**Task goal**:
The expected output is each line in the data below that includes the string "instance".

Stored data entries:

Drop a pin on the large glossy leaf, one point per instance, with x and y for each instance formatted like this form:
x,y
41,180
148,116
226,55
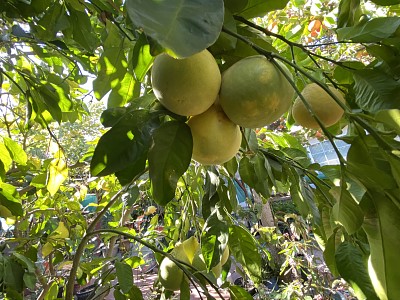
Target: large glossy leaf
x,y
349,13
390,117
82,30
5,158
386,2
244,249
381,226
346,210
258,8
9,199
376,90
374,30
124,275
125,144
169,158
185,27
238,293
352,266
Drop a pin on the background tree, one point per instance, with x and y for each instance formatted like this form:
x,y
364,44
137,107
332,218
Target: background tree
x,y
49,50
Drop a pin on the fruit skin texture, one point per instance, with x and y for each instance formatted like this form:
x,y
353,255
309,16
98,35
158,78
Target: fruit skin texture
x,y
323,105
215,138
186,86
254,93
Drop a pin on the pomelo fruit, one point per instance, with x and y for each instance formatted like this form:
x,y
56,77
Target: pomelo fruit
x,y
187,86
254,93
215,138
323,105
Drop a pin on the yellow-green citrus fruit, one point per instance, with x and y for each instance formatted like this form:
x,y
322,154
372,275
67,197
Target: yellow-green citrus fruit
x,y
170,275
190,246
187,86
323,105
254,93
198,261
225,256
215,138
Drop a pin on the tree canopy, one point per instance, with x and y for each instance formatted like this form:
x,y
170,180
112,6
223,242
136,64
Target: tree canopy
x,y
58,57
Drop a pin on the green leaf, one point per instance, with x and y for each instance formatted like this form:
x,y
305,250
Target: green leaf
x,y
388,54
383,232
175,22
329,252
9,198
135,293
124,276
125,145
169,158
374,30
346,210
386,2
52,292
349,13
254,173
390,117
352,267
5,158
238,293
13,275
141,58
112,65
30,280
53,21
376,90
259,8
214,240
244,248
124,91
82,30
118,295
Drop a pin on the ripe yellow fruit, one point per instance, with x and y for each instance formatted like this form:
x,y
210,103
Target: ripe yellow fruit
x,y
323,105
215,138
254,93
186,86
170,275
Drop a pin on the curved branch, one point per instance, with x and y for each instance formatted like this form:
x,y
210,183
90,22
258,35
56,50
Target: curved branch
x,y
290,43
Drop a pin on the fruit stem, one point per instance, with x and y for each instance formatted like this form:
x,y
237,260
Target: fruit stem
x,y
270,55
179,263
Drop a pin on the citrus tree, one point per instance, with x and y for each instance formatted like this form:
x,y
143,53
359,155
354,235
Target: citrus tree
x,y
187,85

**Worked solution**:
Drop a pin on the large glossy leaf, one point per instance, with x and y for each instance formatted like this form:
Drop a pin on the background tree, one point per instance, with x and y for each instance formatted like this form:
Drop a pin on the fruit skin texture, one point per instance, with x and y for each instance formatted like this form:
Drop a pin on the pomelo fruit, one point per instance, with x and y for each instance formatted like this form:
Drop a pin on the yellow-green citrus fruit, one point per instance, with x and y for each instance formatted like this form:
Drop a pin on the tree canopy, one point per instance, with x and y for each instance formatted like this form:
Drop a pin on the green leaf, one point per instance, with x and y for each instance formatted like this form:
Drop a pin on the ripe yellow fruit, one point per instance, with x and y for each instance formatted like this form:
Drop a pin on the curved branch, one point per instance, with x and y for each instance formatted like this form:
Drop a pin on the fruit stem, one point per instance, with x and y for each instance formatted like this form:
Drop a pin on the citrus tree, one point per instance, with x and y for each instance formatted like this form:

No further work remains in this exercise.